**What you will do:**
Once you reach the line containing "Query: blurred dark background", write out that line and every remaining line of the records exactly.

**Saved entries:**
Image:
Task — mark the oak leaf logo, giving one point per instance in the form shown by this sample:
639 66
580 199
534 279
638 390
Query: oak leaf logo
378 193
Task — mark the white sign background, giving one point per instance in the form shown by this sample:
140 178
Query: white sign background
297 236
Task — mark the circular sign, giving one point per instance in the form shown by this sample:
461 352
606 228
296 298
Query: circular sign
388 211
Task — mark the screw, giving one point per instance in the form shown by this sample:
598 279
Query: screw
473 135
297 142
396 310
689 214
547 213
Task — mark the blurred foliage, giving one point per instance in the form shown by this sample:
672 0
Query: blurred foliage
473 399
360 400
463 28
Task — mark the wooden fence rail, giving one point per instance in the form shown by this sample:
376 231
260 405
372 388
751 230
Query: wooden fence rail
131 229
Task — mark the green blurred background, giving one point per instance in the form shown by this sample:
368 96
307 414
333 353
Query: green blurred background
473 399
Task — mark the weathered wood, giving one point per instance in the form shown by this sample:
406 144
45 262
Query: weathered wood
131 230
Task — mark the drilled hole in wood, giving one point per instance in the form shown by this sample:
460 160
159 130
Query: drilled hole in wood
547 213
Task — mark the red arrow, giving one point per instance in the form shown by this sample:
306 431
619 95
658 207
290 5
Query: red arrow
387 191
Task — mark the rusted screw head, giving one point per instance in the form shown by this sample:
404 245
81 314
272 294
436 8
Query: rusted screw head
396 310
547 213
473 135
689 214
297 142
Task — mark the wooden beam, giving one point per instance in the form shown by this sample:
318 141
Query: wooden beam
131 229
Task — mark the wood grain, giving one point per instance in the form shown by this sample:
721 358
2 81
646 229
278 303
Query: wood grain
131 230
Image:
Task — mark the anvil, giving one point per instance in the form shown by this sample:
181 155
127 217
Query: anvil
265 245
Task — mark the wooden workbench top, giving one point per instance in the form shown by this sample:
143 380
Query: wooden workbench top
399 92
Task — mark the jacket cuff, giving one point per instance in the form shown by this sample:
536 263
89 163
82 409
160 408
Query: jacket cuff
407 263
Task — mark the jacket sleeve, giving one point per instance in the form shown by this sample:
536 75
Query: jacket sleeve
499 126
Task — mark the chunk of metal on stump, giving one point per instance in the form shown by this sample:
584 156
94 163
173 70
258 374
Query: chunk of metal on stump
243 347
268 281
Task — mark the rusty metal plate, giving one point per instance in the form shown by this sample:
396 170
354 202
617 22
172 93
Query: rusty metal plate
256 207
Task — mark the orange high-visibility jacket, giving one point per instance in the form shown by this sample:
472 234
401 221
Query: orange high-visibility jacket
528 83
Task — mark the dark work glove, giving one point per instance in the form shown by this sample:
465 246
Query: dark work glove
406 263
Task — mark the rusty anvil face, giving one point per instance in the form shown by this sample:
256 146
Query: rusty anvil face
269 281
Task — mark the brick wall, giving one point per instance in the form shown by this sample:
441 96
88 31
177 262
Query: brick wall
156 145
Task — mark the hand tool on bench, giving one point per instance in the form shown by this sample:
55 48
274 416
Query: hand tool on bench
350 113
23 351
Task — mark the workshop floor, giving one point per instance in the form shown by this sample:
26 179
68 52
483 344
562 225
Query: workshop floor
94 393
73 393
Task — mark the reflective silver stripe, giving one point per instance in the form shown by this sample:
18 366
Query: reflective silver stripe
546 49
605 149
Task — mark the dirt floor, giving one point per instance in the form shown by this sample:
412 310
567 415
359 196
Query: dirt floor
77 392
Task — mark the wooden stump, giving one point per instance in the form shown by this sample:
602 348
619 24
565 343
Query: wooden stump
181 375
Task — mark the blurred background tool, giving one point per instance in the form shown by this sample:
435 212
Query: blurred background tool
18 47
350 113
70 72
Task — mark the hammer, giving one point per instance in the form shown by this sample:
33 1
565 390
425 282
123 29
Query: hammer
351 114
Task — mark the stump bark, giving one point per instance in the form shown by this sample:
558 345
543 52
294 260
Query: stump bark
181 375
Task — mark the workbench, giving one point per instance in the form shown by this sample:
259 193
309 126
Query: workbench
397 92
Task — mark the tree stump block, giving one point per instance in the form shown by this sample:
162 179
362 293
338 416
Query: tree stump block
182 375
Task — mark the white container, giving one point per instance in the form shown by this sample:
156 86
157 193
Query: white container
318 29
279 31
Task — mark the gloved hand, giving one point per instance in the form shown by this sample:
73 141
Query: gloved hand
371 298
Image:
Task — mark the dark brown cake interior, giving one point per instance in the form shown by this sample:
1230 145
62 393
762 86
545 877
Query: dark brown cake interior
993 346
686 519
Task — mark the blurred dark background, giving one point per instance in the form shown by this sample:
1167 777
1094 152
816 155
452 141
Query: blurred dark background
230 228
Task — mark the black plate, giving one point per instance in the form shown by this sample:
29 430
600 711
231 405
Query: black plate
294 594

**Written answer:**
Query: blurred dark background
230 228
Task — mark the black plate, giving one point per instance in the form shown by this sample:
29 430
600 711
231 405
Query: black plate
294 594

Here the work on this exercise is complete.